> ВАШЕ ЗАДАНИЕ:
Перепишите отрывок интервью между словами «Современная русская поэзия» и «RADAR Мария Малиновская.» включительно, заменив в нём «симпозиума» на «фестиваля».

Полина Садовская: «Увидеть освобождённого политзаключенного — редкая радость в моей работе» Polina Sadovskaya: "It’s a rare joy in my professional field to see a political prisoner freed"
Полина Садовская: «Увидеть освобождённого политзаключенного — редкая радость в моей работе»
Современная русская поэзия балансирует между попытками говорить об опыте жизни в воюющей стране и релокации, с одной стороны, и предъявляемыми к ней требованиями о молчании — с другой. Тем сложнее в подобных условиях найти основания для её перевода на иностранные языки и для перевода иностранной поэзии на русский — то есть, в частности, и для продолжения существования международного переводческого симпозиума «Твой язык моё ухо» (YLME). Так или иначе в 2022-2023 годах при поддержке PEN America и PEN Armenia прошёл четвёртый цикл YLME. О правозащитной деятельности PEN America коллаборации «ПЕН/Пенн» и необходимости переводить поэзию с русского и на русский сегодня с директором евразийской программы PEN America Полиной Садовской поговорила главный редактор RADAR Мария Малиновская.
— С чего началась ваша работа в PEN America? Чем вы занимаетесь сейчас и в чём видите свои основные задачи?
Вот уже почти 8 лет я возглавляю евразийскую программу PEN America. Всё началось в 2016 году, после того как я переехала в Нью-Йорк из Парижа, где работала в департаменте ЮНЕСКО по защите свободы слова и развитию медиа. Как человек из творческой семьи с опытом работы в журналистике я естественным образом оказалась в сфере литературы и активизма — двух основных составляющих PEN-движения. Это многоплановая роль, и к сегодняшнему дню она значительно изменилась, но вот, например, что я успела сделать на сегодняшний день.
В мае 2017 года мы наградили премией PEN/Barbey Freedom to Write Award (традиционно вручается писателям и деятелям искусства, находящимся в заключении из-за своей творческой деятельности), крымского режиссёра Олега Сенцова, приговорённого к 20-ти годам лишения свободы в России по ложному обвинению в терроризме. Занимаясь кампанией по освобождению Сенцова, параллельно я способствовала налаживанию контактов между современными украинскими писателями и общественными организациями, с одной стороны, и их американскими коллегами — с другой. Вместе с PEN-Ukraine и украинскими активистами мы отстаивали права всех осуждённых крымских журналистов и писателей, ездили в Вашингтон, Брюссель, Женеву. В сентябре 2019 года я была в числе первых, кто встретился с Сенцовым в Киеве после его освобождения. Увидеть освобождённого политзаключённого — редкая радость в моей работе, и это многое говорит о силе совместных действий.

> СОДЕРЖИМОЕ НАБОРА ДАННЫХ:
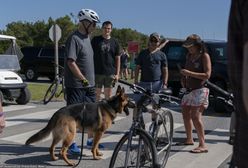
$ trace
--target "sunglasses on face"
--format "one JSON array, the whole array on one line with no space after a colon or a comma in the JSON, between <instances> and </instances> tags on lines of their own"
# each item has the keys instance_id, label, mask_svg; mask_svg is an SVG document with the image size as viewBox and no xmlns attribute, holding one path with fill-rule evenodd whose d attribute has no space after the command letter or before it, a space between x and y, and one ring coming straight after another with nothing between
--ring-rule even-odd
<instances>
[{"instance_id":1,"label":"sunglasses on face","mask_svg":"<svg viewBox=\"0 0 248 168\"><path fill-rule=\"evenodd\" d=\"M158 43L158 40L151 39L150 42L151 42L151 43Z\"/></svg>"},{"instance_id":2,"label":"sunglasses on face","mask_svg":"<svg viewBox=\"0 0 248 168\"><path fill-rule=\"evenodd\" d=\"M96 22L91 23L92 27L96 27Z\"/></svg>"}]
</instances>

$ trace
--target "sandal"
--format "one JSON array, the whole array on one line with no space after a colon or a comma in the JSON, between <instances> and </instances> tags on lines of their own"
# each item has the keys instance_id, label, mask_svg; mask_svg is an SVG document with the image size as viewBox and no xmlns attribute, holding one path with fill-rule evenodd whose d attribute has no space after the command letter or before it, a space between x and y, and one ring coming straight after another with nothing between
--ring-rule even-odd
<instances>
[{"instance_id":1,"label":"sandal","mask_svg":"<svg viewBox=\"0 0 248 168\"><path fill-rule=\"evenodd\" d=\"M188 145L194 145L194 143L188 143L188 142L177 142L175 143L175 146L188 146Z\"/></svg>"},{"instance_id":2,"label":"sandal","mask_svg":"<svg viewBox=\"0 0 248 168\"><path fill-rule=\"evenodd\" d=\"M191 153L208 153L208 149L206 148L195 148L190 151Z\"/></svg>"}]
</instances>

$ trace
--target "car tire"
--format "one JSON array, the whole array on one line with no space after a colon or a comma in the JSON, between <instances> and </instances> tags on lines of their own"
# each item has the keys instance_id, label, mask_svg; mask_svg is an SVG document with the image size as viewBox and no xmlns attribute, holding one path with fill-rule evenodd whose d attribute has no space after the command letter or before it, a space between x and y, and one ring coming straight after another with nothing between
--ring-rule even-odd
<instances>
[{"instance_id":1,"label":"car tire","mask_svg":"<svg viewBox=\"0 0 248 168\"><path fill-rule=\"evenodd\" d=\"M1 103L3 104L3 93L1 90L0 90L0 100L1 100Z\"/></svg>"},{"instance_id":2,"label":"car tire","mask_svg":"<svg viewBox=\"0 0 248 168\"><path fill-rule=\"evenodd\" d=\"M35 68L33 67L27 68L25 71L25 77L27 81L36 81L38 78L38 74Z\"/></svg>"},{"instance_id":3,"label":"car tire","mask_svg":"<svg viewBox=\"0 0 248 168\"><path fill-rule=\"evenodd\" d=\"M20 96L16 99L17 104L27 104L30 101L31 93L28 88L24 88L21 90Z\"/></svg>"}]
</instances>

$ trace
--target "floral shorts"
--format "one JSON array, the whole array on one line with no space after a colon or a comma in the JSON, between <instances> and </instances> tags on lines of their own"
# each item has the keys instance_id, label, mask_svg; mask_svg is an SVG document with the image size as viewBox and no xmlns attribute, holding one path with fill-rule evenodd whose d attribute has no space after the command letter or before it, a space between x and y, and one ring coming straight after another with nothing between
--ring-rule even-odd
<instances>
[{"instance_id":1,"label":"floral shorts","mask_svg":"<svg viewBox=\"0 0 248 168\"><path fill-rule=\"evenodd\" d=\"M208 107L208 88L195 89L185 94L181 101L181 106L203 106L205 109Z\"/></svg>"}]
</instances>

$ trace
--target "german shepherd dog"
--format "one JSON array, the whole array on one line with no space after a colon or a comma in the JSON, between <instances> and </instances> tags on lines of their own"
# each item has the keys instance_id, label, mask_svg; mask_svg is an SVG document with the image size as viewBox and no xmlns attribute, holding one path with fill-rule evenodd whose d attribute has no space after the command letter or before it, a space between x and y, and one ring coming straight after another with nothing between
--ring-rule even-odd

> ОТВЕТ К ЗАДАНИЮ:
Современная русская поэзия балансирует между попытками говорить об опыте жизни в воюющей стране и релокации, с одной стороны, и предъявляемыми к ней требованиями о молчании — с другой. Тем сложнее в подобных условиях найти основания для её перевода на иностранные языки и для перевода иностранной поэзии на русский — то есть, в частности, и для продолжения существования международного переводческого фестиваля «Твой язык моё ухо» (YLME). Так или иначе в 2022-2023 годах при поддержке PEN America и PEN Armenia прошёл четвёртый цикл YLME. О правозащитной деятельности PEN America коллаборации «ПЕН/Пенн» и необходимости переводить поэзию с русского и на русский сегодня с директором евразийской программы PEN America Полиной Садовской поговорила главный редактор RADAR Мария Малиновская.